Write each line exactly as it stands, from the line containing "of the maroon" through the end of the data.

Input records →
..........

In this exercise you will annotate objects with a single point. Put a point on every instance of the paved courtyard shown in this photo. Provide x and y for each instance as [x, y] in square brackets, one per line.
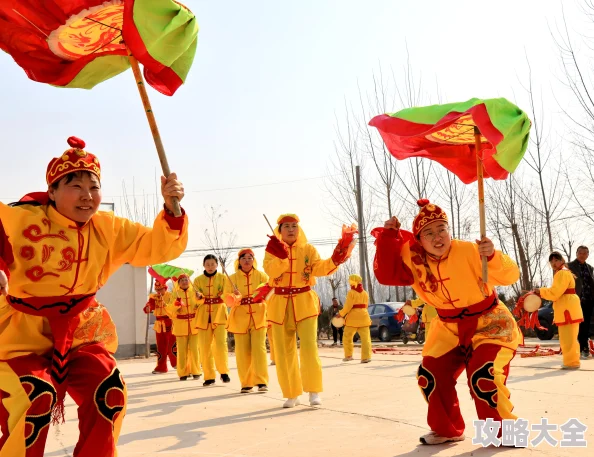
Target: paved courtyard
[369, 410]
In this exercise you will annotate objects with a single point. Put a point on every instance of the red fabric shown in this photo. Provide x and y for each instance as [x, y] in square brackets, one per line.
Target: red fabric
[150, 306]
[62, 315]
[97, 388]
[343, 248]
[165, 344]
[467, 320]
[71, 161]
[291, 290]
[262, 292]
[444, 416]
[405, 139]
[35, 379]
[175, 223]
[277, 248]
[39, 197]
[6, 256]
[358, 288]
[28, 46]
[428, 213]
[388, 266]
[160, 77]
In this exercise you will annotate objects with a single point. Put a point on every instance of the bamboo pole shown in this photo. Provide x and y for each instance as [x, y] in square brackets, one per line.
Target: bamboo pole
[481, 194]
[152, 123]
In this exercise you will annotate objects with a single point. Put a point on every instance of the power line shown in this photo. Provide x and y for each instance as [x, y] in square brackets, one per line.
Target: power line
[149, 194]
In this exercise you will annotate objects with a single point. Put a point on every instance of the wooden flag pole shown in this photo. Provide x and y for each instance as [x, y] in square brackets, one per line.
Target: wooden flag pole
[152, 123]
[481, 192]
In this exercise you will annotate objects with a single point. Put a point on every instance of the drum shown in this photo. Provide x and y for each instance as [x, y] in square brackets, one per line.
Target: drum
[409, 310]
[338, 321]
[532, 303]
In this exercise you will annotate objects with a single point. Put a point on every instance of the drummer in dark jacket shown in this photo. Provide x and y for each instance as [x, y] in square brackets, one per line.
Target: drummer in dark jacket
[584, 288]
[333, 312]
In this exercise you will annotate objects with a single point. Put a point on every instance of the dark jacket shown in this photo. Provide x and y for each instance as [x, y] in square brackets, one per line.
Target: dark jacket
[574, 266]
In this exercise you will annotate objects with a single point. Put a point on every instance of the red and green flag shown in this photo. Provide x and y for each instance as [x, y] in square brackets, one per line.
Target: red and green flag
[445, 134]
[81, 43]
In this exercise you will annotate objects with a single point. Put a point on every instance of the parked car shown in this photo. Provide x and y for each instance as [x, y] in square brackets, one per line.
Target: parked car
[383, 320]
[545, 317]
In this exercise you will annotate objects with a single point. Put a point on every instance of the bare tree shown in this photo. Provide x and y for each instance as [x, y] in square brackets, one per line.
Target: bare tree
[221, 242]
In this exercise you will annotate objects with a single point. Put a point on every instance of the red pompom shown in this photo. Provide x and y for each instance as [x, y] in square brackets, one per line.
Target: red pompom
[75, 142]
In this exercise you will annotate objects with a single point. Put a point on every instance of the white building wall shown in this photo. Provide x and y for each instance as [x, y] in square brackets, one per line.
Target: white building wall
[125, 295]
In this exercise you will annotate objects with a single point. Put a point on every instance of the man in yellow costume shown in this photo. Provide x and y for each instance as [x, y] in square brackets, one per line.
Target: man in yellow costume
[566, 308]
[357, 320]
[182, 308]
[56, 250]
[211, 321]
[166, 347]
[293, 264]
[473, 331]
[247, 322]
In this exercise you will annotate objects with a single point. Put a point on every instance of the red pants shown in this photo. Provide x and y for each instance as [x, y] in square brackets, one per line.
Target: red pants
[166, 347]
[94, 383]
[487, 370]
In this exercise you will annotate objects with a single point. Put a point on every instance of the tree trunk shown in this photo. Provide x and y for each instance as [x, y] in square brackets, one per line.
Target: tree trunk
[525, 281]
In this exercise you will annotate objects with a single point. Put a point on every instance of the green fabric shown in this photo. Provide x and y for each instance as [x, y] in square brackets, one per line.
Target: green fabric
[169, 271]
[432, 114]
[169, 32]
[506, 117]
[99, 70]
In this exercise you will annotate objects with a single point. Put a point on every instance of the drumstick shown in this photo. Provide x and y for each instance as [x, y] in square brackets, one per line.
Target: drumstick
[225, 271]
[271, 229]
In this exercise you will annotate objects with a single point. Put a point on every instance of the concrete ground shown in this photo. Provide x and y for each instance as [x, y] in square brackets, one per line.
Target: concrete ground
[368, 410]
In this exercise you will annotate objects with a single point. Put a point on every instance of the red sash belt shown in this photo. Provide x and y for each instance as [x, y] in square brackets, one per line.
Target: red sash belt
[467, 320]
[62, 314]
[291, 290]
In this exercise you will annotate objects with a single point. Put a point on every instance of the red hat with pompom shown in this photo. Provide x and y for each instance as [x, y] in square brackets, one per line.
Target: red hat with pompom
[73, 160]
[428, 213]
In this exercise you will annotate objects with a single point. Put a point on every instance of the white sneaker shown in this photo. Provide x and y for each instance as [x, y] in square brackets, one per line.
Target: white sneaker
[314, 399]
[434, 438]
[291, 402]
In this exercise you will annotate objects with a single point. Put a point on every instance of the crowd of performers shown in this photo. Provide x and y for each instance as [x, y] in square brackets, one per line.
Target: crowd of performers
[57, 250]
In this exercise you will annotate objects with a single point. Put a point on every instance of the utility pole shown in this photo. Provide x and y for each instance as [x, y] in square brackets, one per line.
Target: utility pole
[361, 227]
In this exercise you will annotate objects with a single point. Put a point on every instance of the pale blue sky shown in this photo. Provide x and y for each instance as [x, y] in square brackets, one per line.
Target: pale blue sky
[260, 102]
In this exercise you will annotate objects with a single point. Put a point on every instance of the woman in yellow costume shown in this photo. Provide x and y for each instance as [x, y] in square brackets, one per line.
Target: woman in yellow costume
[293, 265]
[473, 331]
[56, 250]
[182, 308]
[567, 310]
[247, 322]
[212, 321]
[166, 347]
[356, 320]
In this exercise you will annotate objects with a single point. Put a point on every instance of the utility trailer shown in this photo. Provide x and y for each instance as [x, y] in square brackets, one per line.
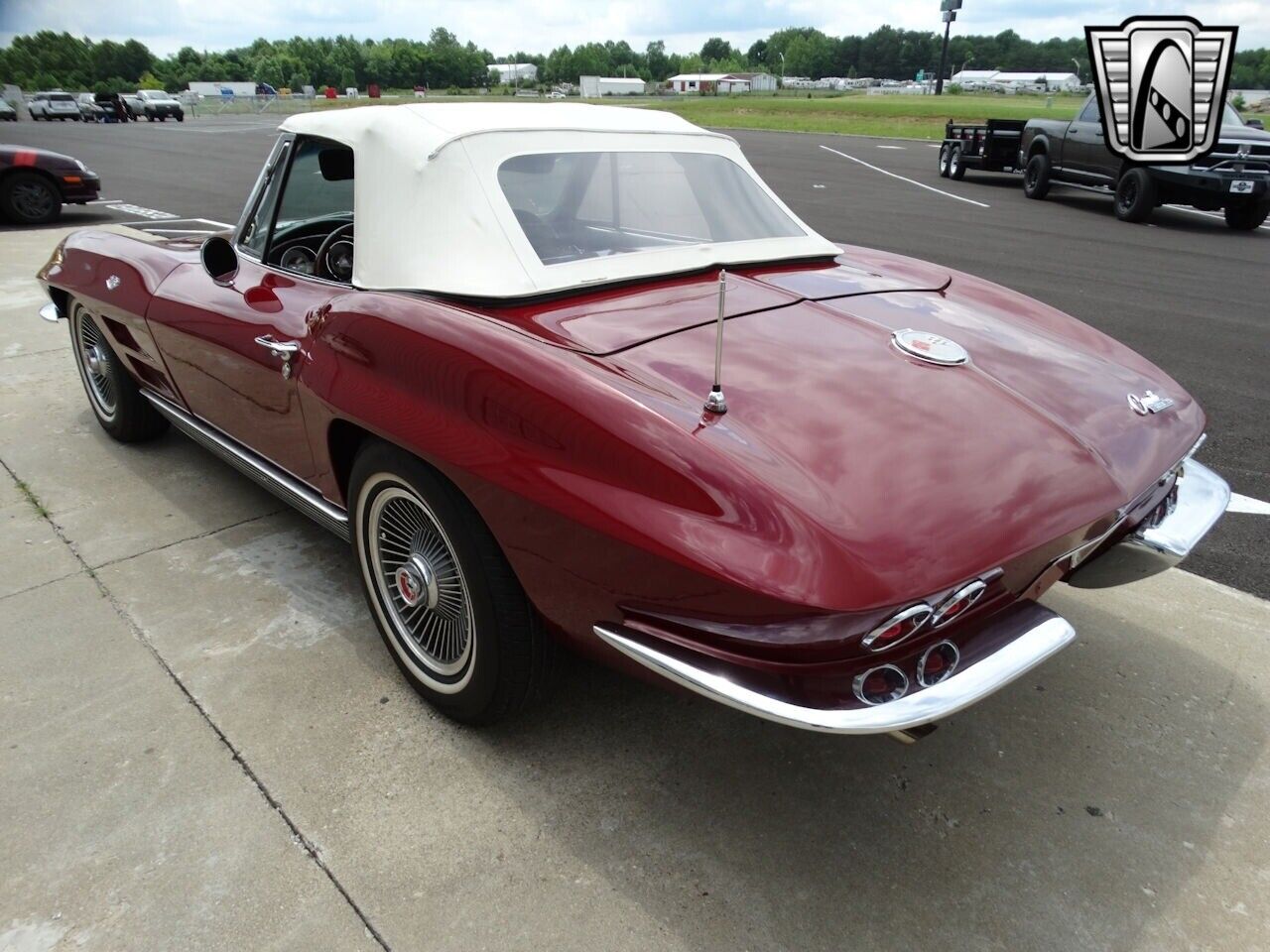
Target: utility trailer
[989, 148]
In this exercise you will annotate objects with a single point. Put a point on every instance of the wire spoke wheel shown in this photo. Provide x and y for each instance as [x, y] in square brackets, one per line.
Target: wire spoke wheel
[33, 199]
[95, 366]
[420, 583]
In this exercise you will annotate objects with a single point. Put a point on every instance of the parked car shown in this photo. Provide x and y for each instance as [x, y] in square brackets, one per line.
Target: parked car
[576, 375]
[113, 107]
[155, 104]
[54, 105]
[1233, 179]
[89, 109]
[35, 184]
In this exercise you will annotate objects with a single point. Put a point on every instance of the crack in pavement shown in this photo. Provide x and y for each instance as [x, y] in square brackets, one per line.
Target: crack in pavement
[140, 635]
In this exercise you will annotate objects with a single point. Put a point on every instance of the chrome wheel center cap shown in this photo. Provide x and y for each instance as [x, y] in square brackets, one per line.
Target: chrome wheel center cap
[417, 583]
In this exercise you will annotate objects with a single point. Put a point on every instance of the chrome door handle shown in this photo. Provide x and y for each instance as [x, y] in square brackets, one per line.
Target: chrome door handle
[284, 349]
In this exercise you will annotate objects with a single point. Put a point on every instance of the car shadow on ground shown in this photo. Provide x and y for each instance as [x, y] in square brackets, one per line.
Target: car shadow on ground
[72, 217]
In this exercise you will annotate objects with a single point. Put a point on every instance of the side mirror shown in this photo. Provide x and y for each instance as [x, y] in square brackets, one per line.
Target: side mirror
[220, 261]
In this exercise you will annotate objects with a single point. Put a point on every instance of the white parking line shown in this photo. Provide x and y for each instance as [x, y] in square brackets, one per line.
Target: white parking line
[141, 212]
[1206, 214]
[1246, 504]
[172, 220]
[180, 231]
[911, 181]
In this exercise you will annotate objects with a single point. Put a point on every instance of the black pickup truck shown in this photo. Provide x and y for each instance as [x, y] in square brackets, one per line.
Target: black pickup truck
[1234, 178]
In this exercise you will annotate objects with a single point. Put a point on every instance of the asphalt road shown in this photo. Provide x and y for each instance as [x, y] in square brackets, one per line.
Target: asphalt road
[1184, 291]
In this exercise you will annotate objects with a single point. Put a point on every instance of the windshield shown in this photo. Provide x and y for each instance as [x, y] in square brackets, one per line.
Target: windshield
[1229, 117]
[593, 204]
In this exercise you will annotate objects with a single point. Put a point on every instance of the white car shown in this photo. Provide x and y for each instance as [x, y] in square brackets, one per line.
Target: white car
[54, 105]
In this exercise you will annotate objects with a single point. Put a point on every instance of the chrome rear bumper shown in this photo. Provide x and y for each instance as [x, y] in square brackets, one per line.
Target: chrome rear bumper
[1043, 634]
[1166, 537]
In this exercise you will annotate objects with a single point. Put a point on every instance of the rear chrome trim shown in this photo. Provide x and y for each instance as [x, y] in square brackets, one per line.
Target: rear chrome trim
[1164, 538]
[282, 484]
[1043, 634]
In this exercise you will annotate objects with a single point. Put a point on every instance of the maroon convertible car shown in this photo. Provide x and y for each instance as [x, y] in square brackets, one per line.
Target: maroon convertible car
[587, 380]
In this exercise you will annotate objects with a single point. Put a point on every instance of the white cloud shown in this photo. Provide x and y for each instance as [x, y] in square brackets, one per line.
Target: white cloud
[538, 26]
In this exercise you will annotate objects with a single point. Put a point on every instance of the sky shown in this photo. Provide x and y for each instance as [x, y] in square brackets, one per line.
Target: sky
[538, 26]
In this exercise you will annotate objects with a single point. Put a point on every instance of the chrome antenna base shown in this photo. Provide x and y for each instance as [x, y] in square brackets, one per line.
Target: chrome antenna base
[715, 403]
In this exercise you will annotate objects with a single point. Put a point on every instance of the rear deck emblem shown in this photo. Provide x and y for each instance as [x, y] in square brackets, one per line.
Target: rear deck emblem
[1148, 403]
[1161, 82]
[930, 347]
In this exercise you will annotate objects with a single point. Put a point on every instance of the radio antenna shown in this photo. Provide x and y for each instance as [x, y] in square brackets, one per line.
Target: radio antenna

..........

The completed task →
In this exercise you will annotate objects with a single point. Put a point on every instance of the maroon convertible car shown in this photo. Provide x and y for each instance as [x, y] in square brackets, one per line.
Target: maroon convertible car
[587, 380]
In this exercise you will annotate objects with a single point. Put a point on every instance of the white cloud shown in this photo. Provide x and y for each instance as [x, y] in square brackets, one per line.
Target: white cloud
[538, 26]
In this exercise you will annotate objects with a single point. Put a point on every instance of the sky shown in this photo. Provide x and y for each instance as [x, y] in square brackets, one per line.
Target: sky
[538, 26]
In this exercise you will annotate objects with a single point. Put a point on every instance of the chrome antenna base shown in this photo. Provide x and y for each instance as [x, y] in square brackets, one per line.
Target: chrome antenna base
[715, 403]
In this exercise you will annotate objects with a single point. Put a point on every instance of the rear deck emblem shown in this photo. Provide x and y for each instance as [x, y] in square brackets, one per line.
Target: rear deck emblem
[1148, 403]
[1161, 82]
[930, 347]
In this exercise you will annotate objects with a single point. Put a point on every instance of the radio antenna shown in this photo. Provide x and y for each instance as [x, y] in square brackets, one per line.
Target: radio antenna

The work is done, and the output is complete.